==== ENTRIES SHOWN
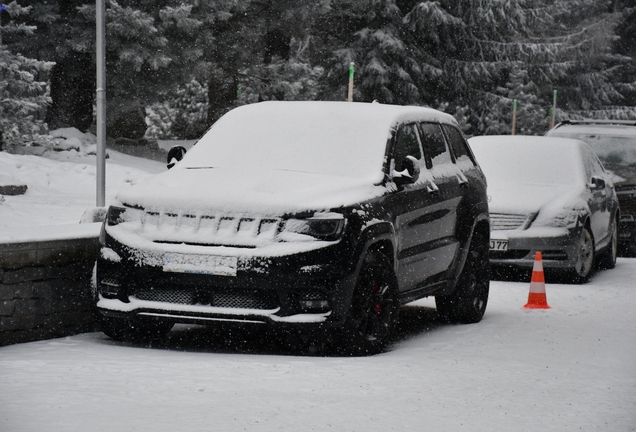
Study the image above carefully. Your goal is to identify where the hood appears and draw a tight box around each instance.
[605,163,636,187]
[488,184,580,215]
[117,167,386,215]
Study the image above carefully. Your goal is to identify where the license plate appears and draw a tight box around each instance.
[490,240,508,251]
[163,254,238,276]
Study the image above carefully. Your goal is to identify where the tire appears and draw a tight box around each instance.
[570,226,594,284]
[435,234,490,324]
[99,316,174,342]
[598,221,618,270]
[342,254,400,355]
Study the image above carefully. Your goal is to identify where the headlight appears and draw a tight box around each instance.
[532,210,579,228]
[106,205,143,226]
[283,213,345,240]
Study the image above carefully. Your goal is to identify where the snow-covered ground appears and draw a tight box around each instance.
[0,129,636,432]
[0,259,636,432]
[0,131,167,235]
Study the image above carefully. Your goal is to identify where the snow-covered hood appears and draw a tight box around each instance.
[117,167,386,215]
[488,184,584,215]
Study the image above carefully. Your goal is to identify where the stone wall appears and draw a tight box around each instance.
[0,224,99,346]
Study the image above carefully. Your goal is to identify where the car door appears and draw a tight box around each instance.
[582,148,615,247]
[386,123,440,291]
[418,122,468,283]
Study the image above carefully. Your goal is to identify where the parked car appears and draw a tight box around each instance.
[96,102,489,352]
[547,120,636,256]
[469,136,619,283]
========
==== ENTRIES SHOWN
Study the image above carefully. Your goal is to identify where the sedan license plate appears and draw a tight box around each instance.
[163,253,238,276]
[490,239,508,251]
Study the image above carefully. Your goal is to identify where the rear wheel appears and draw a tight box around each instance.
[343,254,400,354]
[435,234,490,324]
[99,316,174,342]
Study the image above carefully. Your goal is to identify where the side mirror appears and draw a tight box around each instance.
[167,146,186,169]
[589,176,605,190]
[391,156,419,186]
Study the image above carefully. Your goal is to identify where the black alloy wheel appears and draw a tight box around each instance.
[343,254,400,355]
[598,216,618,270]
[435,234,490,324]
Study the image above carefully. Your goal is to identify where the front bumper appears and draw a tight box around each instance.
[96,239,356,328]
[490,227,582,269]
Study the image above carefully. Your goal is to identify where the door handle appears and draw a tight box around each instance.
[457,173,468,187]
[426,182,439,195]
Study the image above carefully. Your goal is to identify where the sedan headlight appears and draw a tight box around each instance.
========
= WORK TO COMPLETE =
Swap "tire" for "wheel" in the part that opens with the line containing "where the hood" and closes with the line containing "[469,136,619,283]". Write out only that part, changing nothing else.

= RESULT OF THIS EXERCISE =
Study the image above carefully. Your goal is to identify where the hood appears and draw a tight box around each instance.
[605,163,636,187]
[488,184,580,215]
[117,167,386,215]
Study the image above carefully. Your goal is to identify where the license plate appears and draw a tight box around each instance.
[490,240,508,251]
[163,254,238,276]
Study the image above carefully. Your goal is to identify where the wheel appears and draw a tight box around each instance.
[570,226,594,284]
[435,234,490,324]
[99,316,174,342]
[598,221,618,270]
[342,254,400,355]
Study the image above carefully. Your goal is to identify where the headlight appears and draw a tight box around each instance.
[532,210,579,228]
[106,205,143,226]
[283,213,345,240]
Study the image above carefully. Your goal is to identify where the snow-covered ground appears and draw a tight box around each instance.
[0,129,636,432]
[0,259,636,432]
[0,131,167,235]
Study the image above carefully. Your goal is to identify where the snow-covered hood appears and draw a tight box around each instance.
[117,167,386,215]
[488,184,584,215]
Study the image above carefully. Your goal is to identify where the stone wall appears and draw a tight box around each instance.
[0,224,99,346]
Study the image above carefully. Your goal is to identify where the car door appears and draw a tight box around each instance.
[582,148,615,247]
[386,123,440,291]
[418,122,468,283]
Study the image above carefully. Your goal is to identify where the parked car appears and draw a tight box around each instance.
[96,102,489,352]
[547,120,636,256]
[469,136,619,283]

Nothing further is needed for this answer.